Passage →
Reality Check: The Dashboards of our Lives

For some of us, a “dashboard” refers to a collection of lights and indicators in a vehicle. For others, a dashboard brings to mind a webpage that shows system status and controls. In either case, a dashboard provides information about the health of a system. It’s a window into what’s going on.
In “Understanding Reality Therapy: A Metaphorical Approach” Dr. Bob Wubbolding draws a connection between human feelings and the indicators on a dashboard. If you struggle with feelings that seem to take over your life, then you may find this perspective useful.
A lit warning light on a dashboard provides information, for example, the oil level is low. The light itself is not the problem. It’s what the light indicates that’s the problem (or potential problem.)
It’s easy enough to get rid of the light. You can choose to ignore it. If you find that hard to do because the light is staring you in the face, slap a piece of black tape over it. There, problem solved!
Except, of course, the problem isn’t solved. The problem was never the light; the problem is the underlying condition. The light is just the messenger.
If you’ve been reading these columns for awhile, you know that Reality Therapy views behaviour as having different components: actions, thoughts, feelings and our bodily responses (physiology.)

Activities →
**A.** In the dashboard column, why doesn't covering the warning light with black tape solve the problem?
**B.** Copy everything in the dashboard column from "Reality Check: The" down to "this perspective useful.".
**C.** Continue the dashboard column from where it stops.

Listed entries →
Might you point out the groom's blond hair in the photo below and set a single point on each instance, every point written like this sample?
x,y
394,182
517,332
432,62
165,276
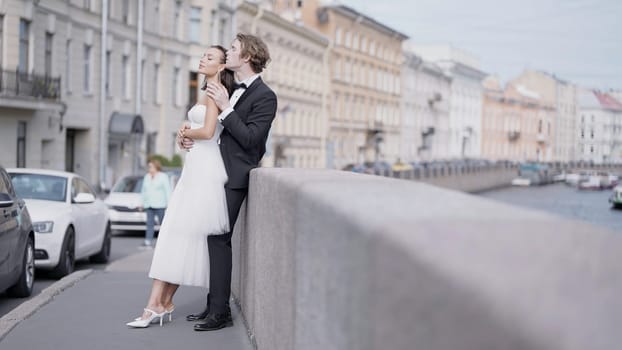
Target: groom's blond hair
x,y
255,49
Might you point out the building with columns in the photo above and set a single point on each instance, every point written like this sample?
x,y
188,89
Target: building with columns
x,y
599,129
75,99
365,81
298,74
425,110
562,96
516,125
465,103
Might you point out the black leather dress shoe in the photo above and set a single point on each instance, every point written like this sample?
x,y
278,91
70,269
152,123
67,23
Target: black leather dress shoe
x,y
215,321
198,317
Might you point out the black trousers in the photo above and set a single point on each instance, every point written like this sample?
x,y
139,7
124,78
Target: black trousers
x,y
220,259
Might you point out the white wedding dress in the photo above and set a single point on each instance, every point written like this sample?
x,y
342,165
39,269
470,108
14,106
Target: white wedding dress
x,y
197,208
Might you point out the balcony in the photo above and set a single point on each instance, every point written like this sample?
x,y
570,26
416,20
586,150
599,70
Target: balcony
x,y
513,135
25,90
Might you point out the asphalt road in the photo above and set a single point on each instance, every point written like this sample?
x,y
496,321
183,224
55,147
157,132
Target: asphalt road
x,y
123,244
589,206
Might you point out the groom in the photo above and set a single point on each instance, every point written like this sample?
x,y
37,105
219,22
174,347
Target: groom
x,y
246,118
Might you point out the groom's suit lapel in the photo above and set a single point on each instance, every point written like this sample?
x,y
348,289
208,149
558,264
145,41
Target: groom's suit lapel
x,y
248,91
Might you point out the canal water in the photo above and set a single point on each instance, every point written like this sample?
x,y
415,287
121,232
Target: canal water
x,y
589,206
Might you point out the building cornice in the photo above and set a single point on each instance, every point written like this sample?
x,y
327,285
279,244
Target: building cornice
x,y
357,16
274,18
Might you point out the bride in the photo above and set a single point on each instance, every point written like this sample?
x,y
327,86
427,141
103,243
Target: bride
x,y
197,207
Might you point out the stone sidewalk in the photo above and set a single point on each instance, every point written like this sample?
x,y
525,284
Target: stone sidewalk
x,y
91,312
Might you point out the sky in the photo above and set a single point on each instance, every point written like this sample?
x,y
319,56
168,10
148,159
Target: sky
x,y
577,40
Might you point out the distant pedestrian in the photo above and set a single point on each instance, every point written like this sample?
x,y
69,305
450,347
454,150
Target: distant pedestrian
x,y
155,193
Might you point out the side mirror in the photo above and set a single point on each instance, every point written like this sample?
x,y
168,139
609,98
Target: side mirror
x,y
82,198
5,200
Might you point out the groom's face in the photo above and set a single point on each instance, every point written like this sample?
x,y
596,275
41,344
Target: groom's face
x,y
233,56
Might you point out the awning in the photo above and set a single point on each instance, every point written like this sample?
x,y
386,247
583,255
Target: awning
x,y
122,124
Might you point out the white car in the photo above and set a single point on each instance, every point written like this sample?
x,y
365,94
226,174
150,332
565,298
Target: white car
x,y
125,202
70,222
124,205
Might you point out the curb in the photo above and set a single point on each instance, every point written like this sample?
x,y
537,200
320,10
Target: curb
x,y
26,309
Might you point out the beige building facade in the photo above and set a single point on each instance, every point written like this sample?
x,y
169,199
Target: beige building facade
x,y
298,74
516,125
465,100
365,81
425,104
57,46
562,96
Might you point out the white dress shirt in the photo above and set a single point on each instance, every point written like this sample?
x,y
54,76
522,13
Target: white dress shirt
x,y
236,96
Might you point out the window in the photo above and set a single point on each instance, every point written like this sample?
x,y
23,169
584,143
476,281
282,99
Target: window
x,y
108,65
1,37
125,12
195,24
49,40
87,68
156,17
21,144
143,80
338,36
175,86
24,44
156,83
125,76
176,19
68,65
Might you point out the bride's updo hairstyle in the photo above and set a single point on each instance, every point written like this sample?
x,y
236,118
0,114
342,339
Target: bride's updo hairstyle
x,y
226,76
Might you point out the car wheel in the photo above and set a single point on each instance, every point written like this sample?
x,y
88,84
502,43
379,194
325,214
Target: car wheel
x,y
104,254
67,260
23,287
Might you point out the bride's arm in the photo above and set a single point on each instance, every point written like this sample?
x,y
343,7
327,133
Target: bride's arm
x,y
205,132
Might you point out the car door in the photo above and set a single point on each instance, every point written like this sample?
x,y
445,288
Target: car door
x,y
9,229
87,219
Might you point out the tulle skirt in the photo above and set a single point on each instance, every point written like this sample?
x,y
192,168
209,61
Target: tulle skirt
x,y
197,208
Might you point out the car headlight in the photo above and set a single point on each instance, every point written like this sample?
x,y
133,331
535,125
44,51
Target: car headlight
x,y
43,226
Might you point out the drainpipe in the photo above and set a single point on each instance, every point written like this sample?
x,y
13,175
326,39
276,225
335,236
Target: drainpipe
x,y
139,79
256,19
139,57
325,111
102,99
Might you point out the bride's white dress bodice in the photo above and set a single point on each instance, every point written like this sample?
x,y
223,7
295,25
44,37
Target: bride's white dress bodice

Expected outputs →
**A.** Covering the light doesn't solve the problem because the light was never the problem. The problem is the underlying condition, such as low oil, and the light is only the messenger that points to it.

**B.**
Reality Check: The Dashboards of our Lives

For some of us, a “dashboard” refers to a collection of lights and indicators in a vehicle. For others, a dashboard brings to mind a webpage that shows system status and controls. In either case, a dashboard provides information about the health of a system. It’s a window into what’s going on.
In “Understanding Reality Therapy: A Metaphorical Approach” Dr. Bob Wubbolding draws a connection between human feelings and the indicators on a dashboard. If you struggle with feelings that seem to take over your life, then you may find this perspective useful.

**C.**
Feelings are difficult to control directly. In past columns, I’ve suggested that we can sometimes change our feelings by choosing different actions.
Why would we want to change our feelings? Maybe they are overwhelming. For example, anxiety, sadness, resentment, anger can be so intense that they take the joy right out of living. Feelings might influence us to believe that we can’t take constructive action. Feelings can be difficult.
Feelings can also be wonderful. It’s through feelings that we experience love, joy, contentment, pride and more.
According to Dr. Glasser’s Choice Theory, when we perceive that what we want is not what we have, we experience frustration. That frustration makes itself known in various ways, perhaps a nervous stomach, headache, feelings of worry or anger, and so on.
The practical takeaway from Wubbolding’s use of dashboard lights as a metaphor for feelings is that our feelings are indicators, not the causes of our behaviours.
Those “feeling lights” could be indicating that something is not working in your system. A need is not being satisfied; or your perception of what you want compared to what you have is not working well for you.
For example, if you are not satisfying your need for connection and belonging, that unmet need may show up on your “dashboard” as a feeling of resentment: “Why should other people feel that they belong if I don’t?”
In a world where we are inundated with so much information, it might seem that yet another piece of information—coming from our dashboard of feelings—may be just what we don’t need!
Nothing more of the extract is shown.